▶ _REQUIRED WORK_:
Reproduce the entries below verbatim, from the line containing "Question. For every instance of the person" down through the last line of the entries, and output nothing else.

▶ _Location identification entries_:
..........
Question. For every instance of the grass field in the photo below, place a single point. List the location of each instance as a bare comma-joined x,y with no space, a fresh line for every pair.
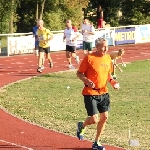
46,101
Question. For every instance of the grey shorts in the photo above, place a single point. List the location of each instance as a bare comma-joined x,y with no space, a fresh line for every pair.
95,104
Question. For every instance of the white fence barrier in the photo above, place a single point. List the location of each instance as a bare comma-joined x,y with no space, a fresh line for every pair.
24,43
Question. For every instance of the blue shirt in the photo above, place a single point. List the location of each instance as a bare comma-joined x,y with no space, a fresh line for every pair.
35,34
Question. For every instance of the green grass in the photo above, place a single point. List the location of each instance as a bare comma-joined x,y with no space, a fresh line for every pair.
46,101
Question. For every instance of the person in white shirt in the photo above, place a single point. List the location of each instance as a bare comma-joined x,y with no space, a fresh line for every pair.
88,32
70,36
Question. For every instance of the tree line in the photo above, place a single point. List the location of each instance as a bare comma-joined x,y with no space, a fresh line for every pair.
21,15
..........
▶ _RESPONSE TO THE EXERCISE_:
Question. For every instance of the person in white shirt in the photo above, place a single point. List the location of each instance as a bare comma-joined x,y with no space, a fresh line for every pair.
88,32
70,36
Question. For every instance of the tree line in the photo above, place a single point. List the location of each instance as a bare comma-joined x,y with no space, a fresh line for every pair.
21,15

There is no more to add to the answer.